● INSTRUCTIONS:
1) In the note on re-implementing the Downing strategy, what source did the rewrite draw its description of the strategy from?
2) Carry on the note about re-implementing the Downing strategy, starting after its last sentence.

● PASSAGE SHOWN:
- - - -

Re-implement Downing.

This is a complete rewrite of the Downing strategy.

To be able to do this I've used the description in Downing's 1975 paper.
This description itself is not sufficiently clear and so I've had to
make some further assumptions which I've clearly documented.

Note: there was documentation claiming that there was a bug in the
implementation in the original tournament. I believe this was a mistake
due to a misinterpretation of one online set of slides where they
commented that there was a mistake in the implementation. This however
was not a bug and was actually described quite a lot in Axelrod's
original tournament: the strategy was implemented to act a particular
way in the first two rounds and this had the result of making the
strategy a king maker. This however was not a bug, just a particular
interpretation of the overall decision rule described in Downing's 1975
paper.

- - - -

● DATASET EXCERPT:
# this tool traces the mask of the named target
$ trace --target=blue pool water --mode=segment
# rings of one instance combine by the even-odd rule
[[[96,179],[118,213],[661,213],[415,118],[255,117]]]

- - - -

● RESPONSE LIST:
1) Downing's 1975 paper.

2)
Author: drvinceknight

axelrod/strategies/_strategies.py

@@ -12,7 +12,7 @@
     FirstByGrofman,
     FirstByJoss,
     FirstByNydegger,
-    RevisedDowning,
+    FirstByDowning,
     FirstByShubik,
     FirstBySteinAndRapoport,
     FirstByTidemanAndChieruzzi,
@@ -397,7 +397,7 @@
     Retaliate,
     Retaliate2,
     Retaliate3,
-    RevisedDowning,
+    FirstByDowning,
     SecondByRichardHufford,
     Ripoff,
     RiskyQLearner,

axelrod/strategies/axelrod_first.py

@@ -73,107 +73,181 @@ def strategy(self, opponent: Player) -> Action:
             return D
         return C
 
-# TODO Split this in to ttwo strategies, it's not clear to me from the internet
-# sources that the first implentation was buggy as opposed to just "poorly
-# thought out". The flaw is actually clearly described in the paper's
-# description: "Initially, they are both assumed to be .5, which amounts to the
-# pessimistic assumption that the other player is not responsive"
-# The revised version should be put in it's own module.
-# I also do not understand where the decision rules come from.
-# Need to read https://journals.sagepub.com/doi/10.1177/003755007500600402 to
-# gain understanding of decision rule.
-class RevisedDowning(Player):
+class FirstByDowning(Player):
     """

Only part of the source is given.